Point-per-instance localization data:
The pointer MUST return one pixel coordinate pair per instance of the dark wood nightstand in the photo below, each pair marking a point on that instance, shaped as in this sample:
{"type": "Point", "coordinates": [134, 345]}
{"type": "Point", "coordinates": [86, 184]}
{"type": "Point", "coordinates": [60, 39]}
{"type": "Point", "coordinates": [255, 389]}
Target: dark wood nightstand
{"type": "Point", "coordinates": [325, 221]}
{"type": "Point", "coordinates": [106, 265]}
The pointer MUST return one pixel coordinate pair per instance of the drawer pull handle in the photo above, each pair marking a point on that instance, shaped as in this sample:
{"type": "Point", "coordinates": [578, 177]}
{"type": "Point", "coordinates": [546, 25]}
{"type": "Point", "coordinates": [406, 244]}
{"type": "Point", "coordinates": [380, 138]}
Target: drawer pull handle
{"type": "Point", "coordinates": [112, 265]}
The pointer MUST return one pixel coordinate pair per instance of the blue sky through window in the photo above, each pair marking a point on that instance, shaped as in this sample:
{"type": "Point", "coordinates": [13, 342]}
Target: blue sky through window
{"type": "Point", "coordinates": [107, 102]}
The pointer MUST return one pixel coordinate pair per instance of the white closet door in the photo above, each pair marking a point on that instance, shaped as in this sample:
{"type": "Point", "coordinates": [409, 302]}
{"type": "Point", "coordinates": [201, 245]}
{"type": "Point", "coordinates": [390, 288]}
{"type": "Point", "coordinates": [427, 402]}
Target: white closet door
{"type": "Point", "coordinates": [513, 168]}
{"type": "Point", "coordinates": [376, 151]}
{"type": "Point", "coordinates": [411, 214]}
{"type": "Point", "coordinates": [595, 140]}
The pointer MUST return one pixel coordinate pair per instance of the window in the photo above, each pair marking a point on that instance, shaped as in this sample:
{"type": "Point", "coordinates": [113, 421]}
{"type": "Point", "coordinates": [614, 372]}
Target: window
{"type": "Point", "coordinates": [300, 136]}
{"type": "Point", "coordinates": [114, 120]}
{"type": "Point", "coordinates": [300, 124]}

* * *

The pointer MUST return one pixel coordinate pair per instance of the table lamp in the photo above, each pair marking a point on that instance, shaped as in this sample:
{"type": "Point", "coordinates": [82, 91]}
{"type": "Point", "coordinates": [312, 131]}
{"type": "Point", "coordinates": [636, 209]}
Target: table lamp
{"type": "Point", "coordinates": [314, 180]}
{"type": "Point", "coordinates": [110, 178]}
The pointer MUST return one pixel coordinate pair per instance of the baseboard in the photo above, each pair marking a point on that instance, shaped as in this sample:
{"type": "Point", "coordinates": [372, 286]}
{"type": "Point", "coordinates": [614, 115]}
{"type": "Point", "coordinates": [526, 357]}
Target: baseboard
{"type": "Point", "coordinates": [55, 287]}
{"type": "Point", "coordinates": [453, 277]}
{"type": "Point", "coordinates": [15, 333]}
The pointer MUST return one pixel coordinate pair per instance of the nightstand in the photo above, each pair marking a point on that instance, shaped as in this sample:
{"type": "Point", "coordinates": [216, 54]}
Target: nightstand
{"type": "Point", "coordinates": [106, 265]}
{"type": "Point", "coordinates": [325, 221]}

**Task requirements**
Wherever the string "this" appears in the entries above, return the line it appears on.

**Problem solution**
The pointer MUST return one pixel coordinate pair per instance of the dark wood nightstand in the photo below, each pair marking a point on that instance, shaped as in this sample:
The pointer MUST return one pixel coordinate pair per instance of the drawer pull handle in the photo above, each pair marking a point on that instance, shaped as in this sample:
The pointer MUST return one pixel coordinate pair per instance of the blue sky through window in the photo above, each pair marking a point on that instance, shaped as in this sample:
The pointer MUST return one pixel coordinate pair per instance of the white closet door in the photo above, each pair marking a point on that instance, shaped as in this sample:
The pointer MUST return one pixel coordinate pair per instance of the window in the photo above, each pair marking a point on that instance, shaped as in this sample:
The pointer MUST return one pixel coordinate pair per instance of the table lamp in the photo above, each pair marking a point on that instance, shaped as in this sample:
The pointer MUST return one pixel coordinate pair per instance of the baseboard in the photo above, each pair marking a point on that instance, shaped as in this sample:
The pointer MUST return one pixel coordinate pair per instance of the nightstand in the photo above, each pair marking a point on that instance, shaped as in this sample:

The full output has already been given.